■ Instructions for the task ■
Begin at the line containing "For the green" and retype each line through the end of the records exactly. Include nothing else and no pictures.

═════ Available data

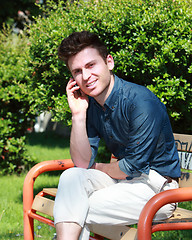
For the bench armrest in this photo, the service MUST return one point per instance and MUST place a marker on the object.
(145, 228)
(30, 178)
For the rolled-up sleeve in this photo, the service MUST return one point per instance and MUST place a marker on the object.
(144, 129)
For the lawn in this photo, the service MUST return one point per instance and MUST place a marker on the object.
(43, 147)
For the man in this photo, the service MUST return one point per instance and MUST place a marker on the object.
(136, 129)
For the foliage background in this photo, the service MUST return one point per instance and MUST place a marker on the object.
(149, 40)
(15, 102)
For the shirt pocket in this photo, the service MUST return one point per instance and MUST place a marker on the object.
(156, 181)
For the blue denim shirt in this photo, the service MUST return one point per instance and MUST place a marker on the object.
(136, 129)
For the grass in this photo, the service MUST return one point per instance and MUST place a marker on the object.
(42, 146)
(46, 146)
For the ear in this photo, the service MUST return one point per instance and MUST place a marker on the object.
(110, 62)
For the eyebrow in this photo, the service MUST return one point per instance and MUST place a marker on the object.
(86, 65)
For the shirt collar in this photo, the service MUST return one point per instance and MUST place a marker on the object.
(112, 99)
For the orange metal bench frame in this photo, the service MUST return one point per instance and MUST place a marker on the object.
(28, 213)
(145, 226)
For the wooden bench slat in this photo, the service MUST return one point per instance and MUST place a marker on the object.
(114, 232)
(43, 205)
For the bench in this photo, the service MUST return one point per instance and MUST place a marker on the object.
(41, 207)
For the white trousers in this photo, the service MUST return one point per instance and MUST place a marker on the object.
(92, 197)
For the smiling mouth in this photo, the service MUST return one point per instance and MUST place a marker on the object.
(91, 84)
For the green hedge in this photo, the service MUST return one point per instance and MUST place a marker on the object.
(151, 42)
(15, 101)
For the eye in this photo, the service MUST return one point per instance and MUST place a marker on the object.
(91, 65)
(77, 71)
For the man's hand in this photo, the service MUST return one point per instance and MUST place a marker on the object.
(77, 99)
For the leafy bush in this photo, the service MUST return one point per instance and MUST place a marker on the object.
(149, 40)
(15, 100)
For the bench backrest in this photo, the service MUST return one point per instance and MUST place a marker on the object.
(184, 146)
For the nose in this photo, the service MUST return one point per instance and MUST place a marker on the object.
(86, 74)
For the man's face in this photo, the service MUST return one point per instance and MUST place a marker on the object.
(91, 73)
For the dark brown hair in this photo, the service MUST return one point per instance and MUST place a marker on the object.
(77, 41)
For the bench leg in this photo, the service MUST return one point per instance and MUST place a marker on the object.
(28, 227)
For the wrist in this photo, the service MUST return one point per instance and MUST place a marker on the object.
(79, 116)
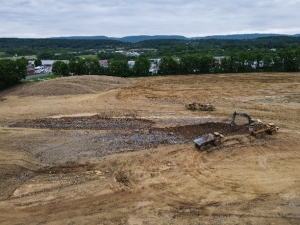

══════════

■ Solved problem ■
For the green hedge in this photo, the service MUST return one point per instance and MUST place a marker on the object.
(151, 42)
(15, 101)
For the eye in this photo, the service MUST return one point per instance and MUST place a marker on the object.
(91, 65)
(77, 71)
For the man's hand in this photo, the service MUST return one point per instance and MUST place a marker on the object.
(77, 99)
For the leafy bush in this photo, the service MUST return one point per instance and MUST place a marker on the object.
(149, 40)
(15, 100)
For the bench backrest in this photo, the service MUST return one point per instance and MUST place a marker on the object.
(184, 146)
For the nose in this photo, the service MUST return one point per instance and MUST place a marker on the object.
(86, 74)
For the man's face in this photo, the service MUST return one point per instance and MUST place a marker on the object.
(91, 73)
For the dark brown hair in this photo, the service MUST return one point per instance and MUST place a marker on the object.
(77, 41)
For the bench leg in this photo, the service MUST return one point per instance and MUST place a marker on the object.
(28, 227)
For the wrist in this photo, the service MUST return one point per instance and MUST place a marker on the object.
(79, 116)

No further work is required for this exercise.